* Your objective
Can you restate the records below word for word?

[Dataset excerpts]
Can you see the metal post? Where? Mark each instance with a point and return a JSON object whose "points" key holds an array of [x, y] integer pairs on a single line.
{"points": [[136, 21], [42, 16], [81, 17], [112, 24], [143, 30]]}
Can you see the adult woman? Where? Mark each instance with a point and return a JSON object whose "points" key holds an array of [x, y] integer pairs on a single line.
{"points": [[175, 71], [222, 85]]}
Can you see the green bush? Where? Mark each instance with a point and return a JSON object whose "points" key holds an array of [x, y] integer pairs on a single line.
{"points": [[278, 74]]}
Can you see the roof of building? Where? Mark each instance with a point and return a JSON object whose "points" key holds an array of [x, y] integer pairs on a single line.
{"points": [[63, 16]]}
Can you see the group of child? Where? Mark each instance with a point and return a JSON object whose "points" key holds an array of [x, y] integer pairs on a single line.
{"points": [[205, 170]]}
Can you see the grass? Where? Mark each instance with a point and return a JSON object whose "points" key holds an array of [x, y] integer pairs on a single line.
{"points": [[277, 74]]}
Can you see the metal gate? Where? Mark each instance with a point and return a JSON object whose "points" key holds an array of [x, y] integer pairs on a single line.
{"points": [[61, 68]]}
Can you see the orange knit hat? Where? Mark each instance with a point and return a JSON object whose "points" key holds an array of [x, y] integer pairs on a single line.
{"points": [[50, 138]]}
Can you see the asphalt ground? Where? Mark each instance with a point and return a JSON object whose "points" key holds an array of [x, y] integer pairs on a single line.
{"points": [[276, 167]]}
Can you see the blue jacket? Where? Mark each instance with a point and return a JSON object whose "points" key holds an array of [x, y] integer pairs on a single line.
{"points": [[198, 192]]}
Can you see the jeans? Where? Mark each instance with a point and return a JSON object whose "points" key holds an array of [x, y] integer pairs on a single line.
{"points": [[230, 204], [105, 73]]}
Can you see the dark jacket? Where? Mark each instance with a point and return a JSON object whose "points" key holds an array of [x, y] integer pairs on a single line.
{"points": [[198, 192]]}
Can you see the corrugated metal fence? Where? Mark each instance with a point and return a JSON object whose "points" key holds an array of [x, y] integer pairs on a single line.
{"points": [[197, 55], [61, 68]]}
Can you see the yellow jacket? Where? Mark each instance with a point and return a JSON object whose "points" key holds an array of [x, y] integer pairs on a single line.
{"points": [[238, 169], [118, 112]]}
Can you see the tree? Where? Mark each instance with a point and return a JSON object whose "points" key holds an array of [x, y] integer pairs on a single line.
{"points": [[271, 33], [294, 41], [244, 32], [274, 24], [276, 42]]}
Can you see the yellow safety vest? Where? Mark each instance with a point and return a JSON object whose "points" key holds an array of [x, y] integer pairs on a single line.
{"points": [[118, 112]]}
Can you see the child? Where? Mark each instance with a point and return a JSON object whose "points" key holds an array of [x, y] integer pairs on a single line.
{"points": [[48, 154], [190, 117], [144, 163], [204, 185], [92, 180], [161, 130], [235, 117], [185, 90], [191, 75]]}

* Expected output
Can you see the metal post? Where? Mark each instance with a point and return a JSON object whose "points" key holds an array of [x, y] integer pairs on a single line.
{"points": [[136, 21], [42, 16], [81, 17], [112, 24], [143, 30]]}
Can you see the adult woman? Where? Mark each instance with a point and return a JSON object whose "points" key holds an array of [x, y] integer pairs on a single line.
{"points": [[175, 71], [222, 85]]}
Can you see the green bush? Where? Mark each instance with a point and return a JSON object whose "points" key holds an array of [x, y] integer pairs on a single line.
{"points": [[278, 74]]}
Can you see the roof of building? Where? Mark each instance with a point and return a JSON object whose "points" key holds an array of [x, y] integer pairs on a single line.
{"points": [[63, 16]]}
Can you see the group of child? Where? Mark each instance with a point and return a JSON object whose "points" key holds an array of [x, y] integer pairs on a single line.
{"points": [[205, 170]]}
Can you see the grass? Where? Mark each instance with a point and return a JSON object whose "points" key holds an array of [x, y] integer pairs on a single line.
{"points": [[277, 74]]}
Can you see the metal gate? Where? Mark each instance with a point and return a JSON object whose "points" key holds an array of [x, y] integer pairs on a single line.
{"points": [[61, 68]]}
Can you see the orange knit hat? Where? Mark each instance with a point and return a JSON object whose "points" key holds an array of [x, y] integer pairs on a single line.
{"points": [[50, 138]]}
Can you see the asphalt ground? Where? Mark each instance with a point and return a JSON object whose "points" key holds an array of [x, y] integer pairs on a single line.
{"points": [[276, 167]]}
Can you see the blue jacket? Where? Mark each instance with a point and return a JSON object whose "points" key holds an array of [x, y] integer pairs on a single line.
{"points": [[198, 192]]}
Can you see the jeans? Where? Mark each instance with a point and return a JSON object whose "points" key holds an array of [x, y] integer pairs on a single line.
{"points": [[230, 204], [105, 73]]}
Can you see the dark jacket? Where? Mark each instance with a point and return a JSON object whose "points" key holds an array of [x, y] integer pairs on a single line.
{"points": [[198, 192]]}
Can you see the corrugated metal fence? Where? Mark each instance with a point and return a JSON object whose "points" key holds an array of [x, y] integer pairs on a single line.
{"points": [[197, 55], [61, 68]]}
Can you see the yellow jacket? Where? Mark each instance with a point and return a JSON object whose "points" key holds an array of [x, y] integer pairs on a single line.
{"points": [[238, 169], [118, 112]]}
Can you see the tree? Where? Mark each instance with a point and return a JSON object whose "points" key holds an array of [x, y] integer pairs on a single line.
{"points": [[271, 33], [294, 41], [244, 32], [274, 24], [276, 42]]}
Can you see the yellow safety vest? Where? Mark each instance with a point and return a JSON object whose "points" key holds an array of [x, y] integer pairs on a single line.
{"points": [[118, 112]]}
Can you see the child? Where? Mark each instance with a point and return a JSON object whose "points" key holds an array of [x, y] integer pairs on a single line.
{"points": [[48, 154], [190, 117], [144, 163], [204, 185], [92, 180], [161, 130], [235, 117], [185, 90], [191, 75]]}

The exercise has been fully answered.